= WHAT TO WORK ON =
1. Quote the text on graphics card shipments word for word, between "In the second" and "next five years.", inclusive.
2. Write the next part of the report on GPU shipments and market share, picking up after its last sentence.
*** SELECTED EXCERPT ***
In the second quarter of 2021, nearly 123 million units of graphics cards (GPU) were shipped as PC CPU shipments increased by 42% year-over-year.
Overall GPU shipments are expected to reach 3,318 million units at a growth rate of 3.5% between 2020 and 2025. The penetration of discrete GPUs will grow to 25% in the next five years.
Despite this, what will be worrying California-based chipmaker AMD is that their market share has witnessed a constant decline year-on-year. They had 20% of the market in Q2 2020, 19% in Q1 2021 and now sit at 17% in Q2 2021.
A report by Jon Peddie Research, shows that AMDs overall market share decreased by -0.2% from the last quarter while Intel gained 0.1% market share and Nvidia maintained its lead with an increasing share of 0.6%.
Nvidia held 80% of the market in Q2 2020, increased it to 81% in Q1 2021 and now sit at 83% of the overall market in Q2 2021.
*** End of SELECTED EXCERPT ***
*** INFORMATION SUPPLIED ***
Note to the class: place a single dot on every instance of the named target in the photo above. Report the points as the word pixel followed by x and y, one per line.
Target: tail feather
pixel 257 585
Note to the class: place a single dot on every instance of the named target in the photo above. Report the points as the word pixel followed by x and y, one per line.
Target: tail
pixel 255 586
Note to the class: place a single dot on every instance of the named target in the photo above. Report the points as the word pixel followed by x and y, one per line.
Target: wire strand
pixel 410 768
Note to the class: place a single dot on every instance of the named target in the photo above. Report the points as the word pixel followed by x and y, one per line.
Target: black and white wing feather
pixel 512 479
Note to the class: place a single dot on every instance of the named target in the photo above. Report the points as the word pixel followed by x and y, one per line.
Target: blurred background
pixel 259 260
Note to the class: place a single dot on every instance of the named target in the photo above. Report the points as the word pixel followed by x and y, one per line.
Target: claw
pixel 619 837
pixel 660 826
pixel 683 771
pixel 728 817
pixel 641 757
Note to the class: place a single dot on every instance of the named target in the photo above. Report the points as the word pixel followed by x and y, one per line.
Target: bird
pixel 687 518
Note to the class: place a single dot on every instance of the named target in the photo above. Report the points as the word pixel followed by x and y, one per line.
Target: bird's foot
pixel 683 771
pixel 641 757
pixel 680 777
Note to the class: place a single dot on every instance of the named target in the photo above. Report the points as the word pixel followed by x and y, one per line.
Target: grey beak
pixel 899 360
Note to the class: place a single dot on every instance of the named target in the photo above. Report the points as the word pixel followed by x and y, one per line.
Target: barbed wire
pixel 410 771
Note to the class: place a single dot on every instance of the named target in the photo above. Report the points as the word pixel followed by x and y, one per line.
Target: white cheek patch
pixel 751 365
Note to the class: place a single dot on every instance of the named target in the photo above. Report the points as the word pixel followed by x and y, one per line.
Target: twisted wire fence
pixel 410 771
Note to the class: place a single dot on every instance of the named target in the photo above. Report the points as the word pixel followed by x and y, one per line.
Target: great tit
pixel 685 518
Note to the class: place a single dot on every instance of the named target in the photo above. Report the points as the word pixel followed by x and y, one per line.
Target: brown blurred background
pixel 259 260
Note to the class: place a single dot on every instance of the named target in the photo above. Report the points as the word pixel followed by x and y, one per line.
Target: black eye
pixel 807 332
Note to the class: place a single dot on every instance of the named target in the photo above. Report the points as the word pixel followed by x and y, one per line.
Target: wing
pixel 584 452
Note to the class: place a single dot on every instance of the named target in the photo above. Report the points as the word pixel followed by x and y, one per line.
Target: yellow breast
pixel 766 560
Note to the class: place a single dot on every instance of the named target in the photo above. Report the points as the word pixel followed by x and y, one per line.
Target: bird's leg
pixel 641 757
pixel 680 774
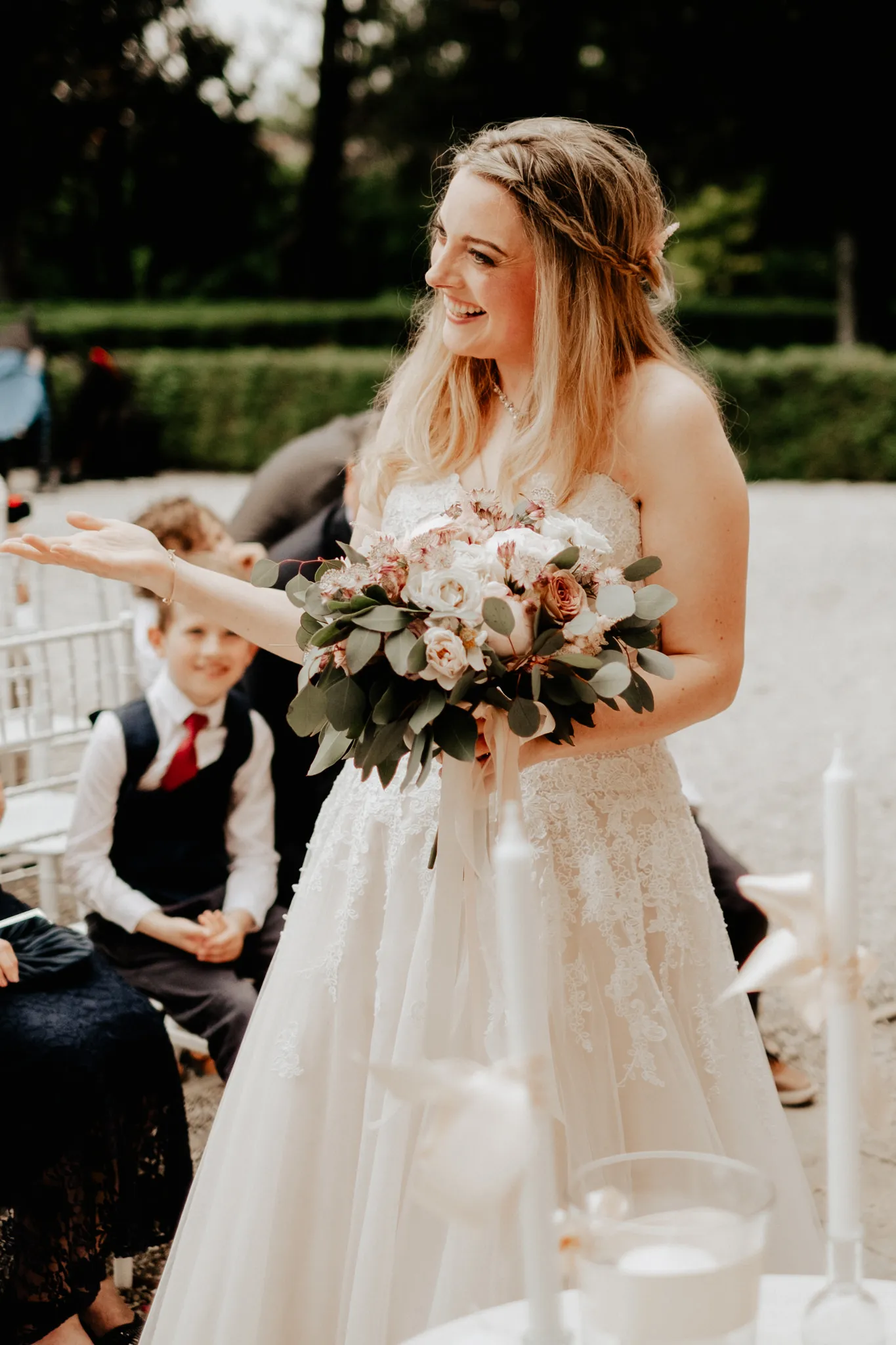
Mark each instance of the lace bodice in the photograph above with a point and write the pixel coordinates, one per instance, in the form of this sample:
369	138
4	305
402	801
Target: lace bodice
602	502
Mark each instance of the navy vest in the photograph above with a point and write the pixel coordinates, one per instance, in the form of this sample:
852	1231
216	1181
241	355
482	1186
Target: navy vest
169	844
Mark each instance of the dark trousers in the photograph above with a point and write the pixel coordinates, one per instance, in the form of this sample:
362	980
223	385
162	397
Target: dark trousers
746	923
213	1000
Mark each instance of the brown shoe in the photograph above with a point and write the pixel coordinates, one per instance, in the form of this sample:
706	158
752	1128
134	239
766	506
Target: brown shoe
794	1087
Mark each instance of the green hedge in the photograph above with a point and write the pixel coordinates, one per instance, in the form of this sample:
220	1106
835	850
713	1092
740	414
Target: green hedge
731	323
228	410
805	413
811	413
289	324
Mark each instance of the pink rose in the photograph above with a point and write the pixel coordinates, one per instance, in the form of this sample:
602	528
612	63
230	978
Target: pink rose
562	595
445	657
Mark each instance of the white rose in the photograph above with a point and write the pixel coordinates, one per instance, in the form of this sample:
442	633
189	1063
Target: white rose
528	542
484	560
456	591
574	531
445	657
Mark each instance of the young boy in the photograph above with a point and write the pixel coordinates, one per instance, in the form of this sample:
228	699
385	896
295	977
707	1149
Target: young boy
187	529
172	837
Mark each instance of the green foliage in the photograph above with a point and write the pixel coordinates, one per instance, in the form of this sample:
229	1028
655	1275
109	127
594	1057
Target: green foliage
712	249
228	410
288	324
811	414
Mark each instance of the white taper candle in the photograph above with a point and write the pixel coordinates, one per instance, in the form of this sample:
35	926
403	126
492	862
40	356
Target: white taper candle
842	910
519	946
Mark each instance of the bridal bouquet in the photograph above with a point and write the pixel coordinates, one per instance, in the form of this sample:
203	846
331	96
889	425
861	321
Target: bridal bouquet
516	611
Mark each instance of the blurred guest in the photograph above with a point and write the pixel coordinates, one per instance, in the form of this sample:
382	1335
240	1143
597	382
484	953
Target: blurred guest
106	435
95	1157
300	479
24	405
187	529
747	927
270	682
171	839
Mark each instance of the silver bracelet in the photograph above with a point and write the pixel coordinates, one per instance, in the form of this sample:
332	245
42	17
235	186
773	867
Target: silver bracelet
172	557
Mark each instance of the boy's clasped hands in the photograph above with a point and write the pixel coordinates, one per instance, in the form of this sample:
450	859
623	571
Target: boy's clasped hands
214	937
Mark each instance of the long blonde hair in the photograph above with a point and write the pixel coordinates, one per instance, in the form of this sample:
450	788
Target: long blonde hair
594	213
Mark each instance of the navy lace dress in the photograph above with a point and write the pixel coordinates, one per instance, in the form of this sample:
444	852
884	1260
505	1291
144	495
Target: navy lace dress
95	1156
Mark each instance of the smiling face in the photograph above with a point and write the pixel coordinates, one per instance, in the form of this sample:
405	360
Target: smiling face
205	661
484	268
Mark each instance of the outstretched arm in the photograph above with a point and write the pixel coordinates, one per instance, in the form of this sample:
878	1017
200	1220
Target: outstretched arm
119	550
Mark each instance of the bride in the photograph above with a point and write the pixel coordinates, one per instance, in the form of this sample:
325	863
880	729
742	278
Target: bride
539	365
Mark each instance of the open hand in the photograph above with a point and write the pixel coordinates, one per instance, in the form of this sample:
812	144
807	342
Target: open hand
9	965
102	546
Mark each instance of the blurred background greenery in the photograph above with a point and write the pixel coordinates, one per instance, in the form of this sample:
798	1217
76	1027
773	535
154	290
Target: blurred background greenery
253	272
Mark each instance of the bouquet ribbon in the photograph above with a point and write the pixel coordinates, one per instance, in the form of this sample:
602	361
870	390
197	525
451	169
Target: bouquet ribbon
794	956
479	1133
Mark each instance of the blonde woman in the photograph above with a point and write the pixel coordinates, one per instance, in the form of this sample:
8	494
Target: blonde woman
539	363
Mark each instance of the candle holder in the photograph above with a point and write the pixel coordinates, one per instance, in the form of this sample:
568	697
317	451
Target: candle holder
844	1313
671	1248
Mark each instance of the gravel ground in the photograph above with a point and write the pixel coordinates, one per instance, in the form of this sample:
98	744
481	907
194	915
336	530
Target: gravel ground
821	648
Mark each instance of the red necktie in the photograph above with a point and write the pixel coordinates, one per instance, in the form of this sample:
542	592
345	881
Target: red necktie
183	764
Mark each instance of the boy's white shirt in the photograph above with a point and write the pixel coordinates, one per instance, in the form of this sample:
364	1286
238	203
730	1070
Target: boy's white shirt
249	830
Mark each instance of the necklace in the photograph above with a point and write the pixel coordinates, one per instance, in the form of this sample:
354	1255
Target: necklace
507	404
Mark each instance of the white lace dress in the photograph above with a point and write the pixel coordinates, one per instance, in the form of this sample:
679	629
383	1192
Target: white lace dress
300	1228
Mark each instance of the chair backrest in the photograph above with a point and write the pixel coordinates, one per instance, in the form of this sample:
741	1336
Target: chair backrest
50	685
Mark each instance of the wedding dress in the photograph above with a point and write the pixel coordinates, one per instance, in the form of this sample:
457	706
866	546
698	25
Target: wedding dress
300	1228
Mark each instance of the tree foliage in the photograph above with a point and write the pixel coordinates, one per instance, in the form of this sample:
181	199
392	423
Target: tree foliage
128	165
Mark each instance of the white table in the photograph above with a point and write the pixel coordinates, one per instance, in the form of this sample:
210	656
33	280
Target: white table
781	1308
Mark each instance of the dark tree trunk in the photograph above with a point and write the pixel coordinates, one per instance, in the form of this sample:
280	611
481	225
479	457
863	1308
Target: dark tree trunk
313	264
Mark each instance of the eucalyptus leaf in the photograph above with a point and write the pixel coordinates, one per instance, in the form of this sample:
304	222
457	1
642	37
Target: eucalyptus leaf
347	707
265	573
332	749
639	638
417	657
383	619
386	770
387	740
524	717
330	634
398	649
656	663
499	617
612	680
355	557
297	588
463	686
645	692
391	703
653	602
416	757
456	732
643	569
566	558
324	567
580	661
360	649
307	713
426	712
616	600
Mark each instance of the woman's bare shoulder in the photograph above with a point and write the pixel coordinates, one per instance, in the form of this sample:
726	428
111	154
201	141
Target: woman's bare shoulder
671	424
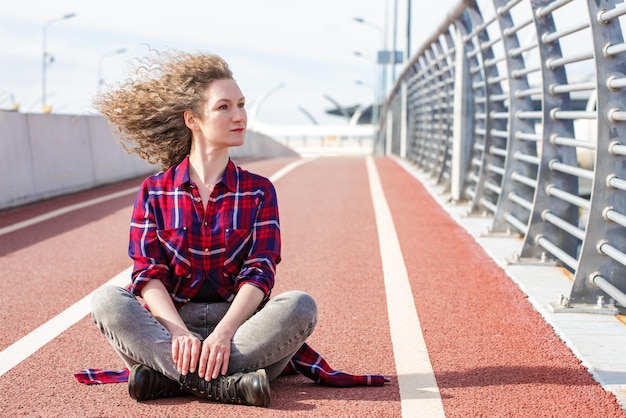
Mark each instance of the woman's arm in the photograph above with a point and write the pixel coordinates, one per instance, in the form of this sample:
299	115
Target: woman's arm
185	346
215	354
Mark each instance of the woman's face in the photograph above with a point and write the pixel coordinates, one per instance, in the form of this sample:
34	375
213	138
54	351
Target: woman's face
223	120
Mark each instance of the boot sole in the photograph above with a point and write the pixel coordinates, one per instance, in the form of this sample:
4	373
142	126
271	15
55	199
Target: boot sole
265	387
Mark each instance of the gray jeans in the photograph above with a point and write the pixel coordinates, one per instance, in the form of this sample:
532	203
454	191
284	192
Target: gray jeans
267	340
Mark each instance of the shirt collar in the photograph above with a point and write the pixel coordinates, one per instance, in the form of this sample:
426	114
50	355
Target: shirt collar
229	178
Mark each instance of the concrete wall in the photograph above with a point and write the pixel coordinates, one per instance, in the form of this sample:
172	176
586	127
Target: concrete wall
42	156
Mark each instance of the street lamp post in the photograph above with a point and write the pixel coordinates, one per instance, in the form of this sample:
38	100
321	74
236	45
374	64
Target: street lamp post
378	95
44	61
108	54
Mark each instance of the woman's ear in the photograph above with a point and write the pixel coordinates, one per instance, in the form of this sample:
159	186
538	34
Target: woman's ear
*** End of INFORMATION SUPPLIED ***
= TASK-BY-TASK OUTPUTS =
1.
In the second quarter of 2021, nearly 123 million units of graphics cards (GPU) were shipped as PC CPU shipments increased by 42% year-over-year.
Overall GPU shipments are expected to reach 3,318 million units at a growth rate of 3.5% between 2020 and 2025. The penetration of discrete GPUs will grow to 25% in the next five years.

2.
The report also noted the impact COVID had on the market with many suppliers noting shortages of components, capacitors, substrates and more. The situation isn't set to improve until the supply chain manages to catch up to the demand and it is expected that supply in the third quarter will still remained constrained. Despite these problems, the GPU shipments increased by 3.4% compared to the last quarter.
AMDs shipments increased by 2.3%, Intel rose 3.6% and Nvidia's managed to ship 3.8% more compared to the last quarter.
Jon Peddie, President of JPR, noted, “Covid has distorted every forecasting model in the universe—even Moore’s Law has been disrupted. Predictions based on short-term conditions have created conflicting and distorted estimates from some quarters that will be proven wrong and embarrassing.”